_Travail demandé_
Recopiez à l'identique l'ensemble des enregistrements ci-dessous, en omettant les images.

Extrait d'un jeu de données:
----
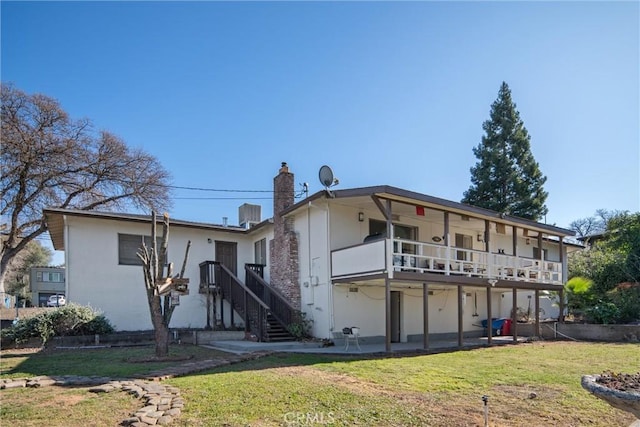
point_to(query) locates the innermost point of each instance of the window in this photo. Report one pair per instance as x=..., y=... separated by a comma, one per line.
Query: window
x=128, y=246
x=47, y=276
x=260, y=252
x=536, y=253
x=399, y=232
x=465, y=242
----
_Réponse attendue_
point_to(query) locates the innermost point of each instance of the window in this photo. Report one pair per instance as x=..., y=... separated by a comma, one per line.
Query: window
x=128, y=246
x=47, y=276
x=260, y=252
x=536, y=253
x=399, y=232
x=465, y=242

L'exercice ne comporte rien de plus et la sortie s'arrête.